*Aim*.
Rewrite the lines below as a numbered list, skipping any blank lines.
___
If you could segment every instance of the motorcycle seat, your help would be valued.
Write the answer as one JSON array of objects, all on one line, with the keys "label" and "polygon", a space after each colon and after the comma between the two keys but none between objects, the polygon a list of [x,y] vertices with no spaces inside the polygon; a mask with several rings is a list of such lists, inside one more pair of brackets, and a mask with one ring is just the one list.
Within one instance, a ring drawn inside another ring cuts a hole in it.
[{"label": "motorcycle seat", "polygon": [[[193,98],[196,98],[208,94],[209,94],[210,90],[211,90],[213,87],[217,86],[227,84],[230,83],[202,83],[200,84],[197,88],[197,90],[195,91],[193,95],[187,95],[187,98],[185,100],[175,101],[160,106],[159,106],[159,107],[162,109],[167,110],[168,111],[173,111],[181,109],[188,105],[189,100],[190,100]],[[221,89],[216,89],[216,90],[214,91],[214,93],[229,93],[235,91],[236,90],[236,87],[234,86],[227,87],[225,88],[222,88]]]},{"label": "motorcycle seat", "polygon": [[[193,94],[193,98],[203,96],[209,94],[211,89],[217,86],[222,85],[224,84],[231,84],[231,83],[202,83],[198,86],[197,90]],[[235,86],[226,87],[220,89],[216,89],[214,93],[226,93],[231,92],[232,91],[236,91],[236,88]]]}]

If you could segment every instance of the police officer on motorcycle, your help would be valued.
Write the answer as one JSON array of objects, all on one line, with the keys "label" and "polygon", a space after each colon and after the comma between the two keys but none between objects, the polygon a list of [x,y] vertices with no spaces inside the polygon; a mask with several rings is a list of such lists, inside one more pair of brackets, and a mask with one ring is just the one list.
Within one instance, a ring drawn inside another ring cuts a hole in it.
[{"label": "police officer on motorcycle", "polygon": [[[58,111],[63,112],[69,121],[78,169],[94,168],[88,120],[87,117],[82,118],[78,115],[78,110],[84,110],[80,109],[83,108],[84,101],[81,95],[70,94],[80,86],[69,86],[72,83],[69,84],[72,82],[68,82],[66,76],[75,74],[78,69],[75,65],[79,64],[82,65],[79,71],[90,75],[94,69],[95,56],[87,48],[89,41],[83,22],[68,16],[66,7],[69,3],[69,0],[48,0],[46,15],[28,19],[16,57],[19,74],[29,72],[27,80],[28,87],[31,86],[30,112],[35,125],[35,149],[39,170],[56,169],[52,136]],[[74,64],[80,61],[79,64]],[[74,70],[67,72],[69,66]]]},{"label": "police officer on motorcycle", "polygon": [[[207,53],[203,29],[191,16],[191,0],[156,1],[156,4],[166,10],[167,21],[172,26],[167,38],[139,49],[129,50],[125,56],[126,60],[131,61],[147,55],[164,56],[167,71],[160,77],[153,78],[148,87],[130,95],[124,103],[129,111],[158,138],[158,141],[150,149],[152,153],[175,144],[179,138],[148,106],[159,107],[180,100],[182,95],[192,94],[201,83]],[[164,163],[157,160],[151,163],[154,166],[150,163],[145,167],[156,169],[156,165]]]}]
___
*Completed exercise*.
1. If you could segment every instance of the motorcycle seat, your help would be valued.
2. Write the answer as one JSON array of objects, all on one line, with the keys "label" and "polygon", a space after each colon and after the comma between the two keys but none between objects, the polygon a list of [x,y] vertices with no spaces inside the polygon; a mask with several rings is a list of such lists, inside one more pair of brackets, and a mask with one ring is just the one list.
3. Within one instance, a ring drawn inside another ring cuts a hole in it.
4. [{"label": "motorcycle seat", "polygon": [[[193,98],[196,98],[208,94],[209,94],[210,90],[211,90],[213,87],[217,86],[227,84],[230,83],[202,83],[200,84],[197,88],[197,90],[195,91],[193,95],[187,95],[187,98],[185,100],[175,101],[160,106],[159,106],[159,107],[162,109],[167,110],[168,111],[173,111],[181,109],[188,105],[189,100],[190,100]],[[221,89],[216,89],[216,90],[214,91],[214,93],[229,93],[235,91],[236,90],[236,87],[234,86],[227,87],[225,88],[222,88]]]},{"label": "motorcycle seat", "polygon": [[[193,94],[193,98],[203,96],[209,94],[211,89],[217,86],[222,85],[224,84],[231,84],[231,83],[202,83],[198,86],[197,90]],[[235,86],[226,87],[220,89],[216,89],[214,93],[226,93],[231,92],[232,91],[236,91],[236,88]]]}]
5. If you could segment every instance of the police officer on motorcycle, your help would be valued.
6. Write the answer as one JSON array of objects, all on one line, with the keys "label" and "polygon", a space after each colon and after the comma between the two keys but none between objects, the polygon a list of [x,y] vertices with no spaces inside the polygon; a mask with several rings is a list of such lists, inside one more pair of brackets, and a mask with one ring is just the one list.
7. Within one instance, a ring drawn inside another ring cuts a hole in it.
8. [{"label": "police officer on motorcycle", "polygon": [[[58,111],[63,112],[69,121],[78,169],[94,168],[88,120],[87,117],[82,118],[78,115],[78,110],[84,110],[80,109],[83,108],[84,101],[81,95],[70,94],[80,86],[69,86],[72,83],[69,84],[72,82],[68,82],[66,76],[75,74],[78,69],[75,65],[79,64],[82,65],[79,71],[90,75],[94,69],[95,56],[87,48],[89,41],[83,22],[68,16],[66,7],[69,3],[69,0],[48,0],[46,15],[28,19],[16,57],[19,74],[29,72],[27,80],[28,87],[31,86],[30,112],[35,125],[35,149],[39,170],[56,169],[52,136]],[[74,64],[80,61],[79,64]],[[74,70],[67,72],[69,66]]]},{"label": "police officer on motorcycle", "polygon": [[[207,53],[203,29],[191,16],[191,0],[156,1],[156,4],[166,10],[167,21],[172,26],[167,38],[139,49],[129,50],[125,56],[126,60],[131,61],[147,55],[164,56],[167,71],[160,77],[153,78],[148,87],[130,95],[124,103],[129,111],[158,138],[158,141],[150,149],[152,153],[175,144],[179,138],[148,106],[159,107],[180,100],[182,95],[192,94],[201,83]],[[164,163],[157,160],[151,163],[154,166],[150,163],[145,167],[156,169],[156,165]]]}]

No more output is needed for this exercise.